**PROBLEM REQUIREMENTS**
Convert the listing below into a Markdown table with the columns Row and Line, one row per line, numbered in order and skipping any blank lines.

-*-*-

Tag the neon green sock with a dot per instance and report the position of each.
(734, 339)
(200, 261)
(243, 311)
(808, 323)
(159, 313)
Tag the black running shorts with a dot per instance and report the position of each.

-*-*-

**RESPONSE TO THE TASK**
| Row | Line |
|---|---|
| 1 | Tag the neon green sock with a dot per instance and report the position of each. |
| 2 | (734, 339) |
| 3 | (200, 261) |
| 4 | (243, 311) |
| 5 | (808, 323) |
| 6 | (159, 313) |
| 7 | Tag the black running shorts with a dot per instance and report the position of each. |